-------- Texte de référence --------

L'endettement des Sdis devrait atteindre 900 millions d'euros d'ici à 2010, selon une enquête de l'ADF. En cause : le mauvais état du parc immobilier. Alors que les départements contribuent à 53% de leur budget, aucune solution n'est encore en vue sur la participation des communes gelée depuis 2003.

La départementalisation des services de secours doit s'achever dans deux ans. Entamé il y a plus de dix ans, l'énorme chantier butte encore sur la question du financement. Le président de la République a rouvert le dossier lors du congrès des sapeurs-pompiers, fin septembre à Clermon-Ferrand, en s'engageant à ce que les communes soient maintenues parmi les principaux financeurs des services départementaux d'incendie et de secours (Sdis), aux côtés des départements. Depuis lors, les négociations entre le gouvernement, les départements et les maires vont bon train, mais aucun accord n'est en vue. En cause : la suppression programmée des contributions directes des communes et intercommunalités qui seraient dorénavant prélevées sur la dotation globale de fonctionnement. Cette disposition devait entrer en vigueur en 2006 et a été reportée à deux reprises (à 2008 et maintenant à 2010), devant l'opposition des sapeurs-pompiers qui souhaitent maintenir un lien avec les communes. "Si l'on coupe ce lien direct, les communes risquent de se désintéresser, de se comporter en consommateurs", estime Elisabeth Maraval, reponsable de la sécurité civile à de l'Assemblée des départements de France (ADF). Un autre problème se pose : 4.000 communes et 300 EPCI ont une DGF inférieure à leur contribution actuelle.

 

Un bond de 70% du secours aux personnes

Le différend remonte à 2003 lorsque les communes ont obtenu le gel de leur contribution indexée sur le coût de la vie. Depuis, toutes les dépenses supplémentaires sont à la charge des départements, soit un surcoût estimé à 11 millions d'euros par an. Et la balance penche de plus en plus du côté des conseils généraux : leur part dans le financement des Sdis atteint 53%. Et elle devrait atteindre 56,5% en 2010, selon une enquête du cabinet Francis Lamotte présentée par l'ADF lors de la première Journée nationale des Sdis, mercredi 12 décembre à Paris. Alors qu'une solution devait être trouvée d'ici la fin de l'année pour être inscrite dans le projet de loi de finances 2009, on parle désormais de l'été 2008. L'Association des maires de France juge le plafonnement "intangible". "Les maires souhaitent être présents aux côtés des Sdis mais ne souhaitent pas augmenter leur participation", a ainsi réaffirmé Jean Proriol, le député-maire de Beauzac (Haute-Loire).

-------- Données brutes --------

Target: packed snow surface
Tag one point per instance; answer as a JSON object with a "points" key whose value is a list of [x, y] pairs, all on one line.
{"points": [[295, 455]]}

--------

Objectifs →
**a.** D'après le texte sur le financement des Sdis, quelle part de ce financement les départements devraient-ils assurer en 2010 ?
**b.** Poursuivez le texte sur le financement des Sdis après sa dernière phrase.
Vous n'aurez pas besoin des données.

Corrigé des exercices →
**a.** 56,5 %.

**b.**
De fait, les économies d'échelle qui étaient attendues de la départementalisation n'auront été qu'un feu de paille : le coût annuel des 96 Sdis est passé de 2,14 milliards d'euros en 1996 à 3,8 milliards aujourd'hui. Il faut dire que les services sont de plus en plus sollicités : en dix ans, le nombre d'intervention s'est accru de 23%. Principal responsable, le secours à victime a connu un bond de 70% pendant cette période. Pour autant, le phénomène aurait tendance à se tasser, selon l'enquête de l'ADF. L'évolution prévue des dépenses de fonctionnement serait de l'ordre de 4% jusqu'en 2009 avant de descendre en dessous de 3% en 2010. Les raisons de ce ralentissement ? Tout d'abord, note le cabinet Francis Lamotte, les Sdis atteignent leur taille critique. Le rythme des recrutements de personnel de pompiers professionnels sera de l'ordre de 1% par an à partir de 2008. Par ailleurs, toutes les charges liées aux 35 heures, à la réforme de la filière et aux évolutions de régime indemnitaire sont à présent amorties. La progression des dépenses de fonctionnement devait progressivement ralentir pour passer de 7% en 2006 à 2,7% en 2010.

 

2009, année record pour les dépenses immobilières

Seulement, côté investissements, le tableau est bien différent, notamment en raison de l'état du parc immobilier. Dès l'annonce de la départementalisation en 1992, certaines communes ont en effet cessé d'entretenir leurs équipements. Résultat : de nombreux centres de secours nécessitent de gros travaux. "La question de l'immobilier va devenir la question dominante des Sdis dans les années à venir", insiste Arnaud Mandement, du cabinet Francis Lamotte. En 2006, il représentait déjà près de la moitié des dépenses d'investissement des Sdis.  L'année 2009 devrait enregistrer un record de ces dépenses, loin devant l'achat de matériel qui a, au contraire, plutôt tendance à se stabiliser. Contraints de recourir à  l'emprunt, les Sdis pourraient voir leur endettement passer de 500 à 900 millions d'euros d'ici à 2010.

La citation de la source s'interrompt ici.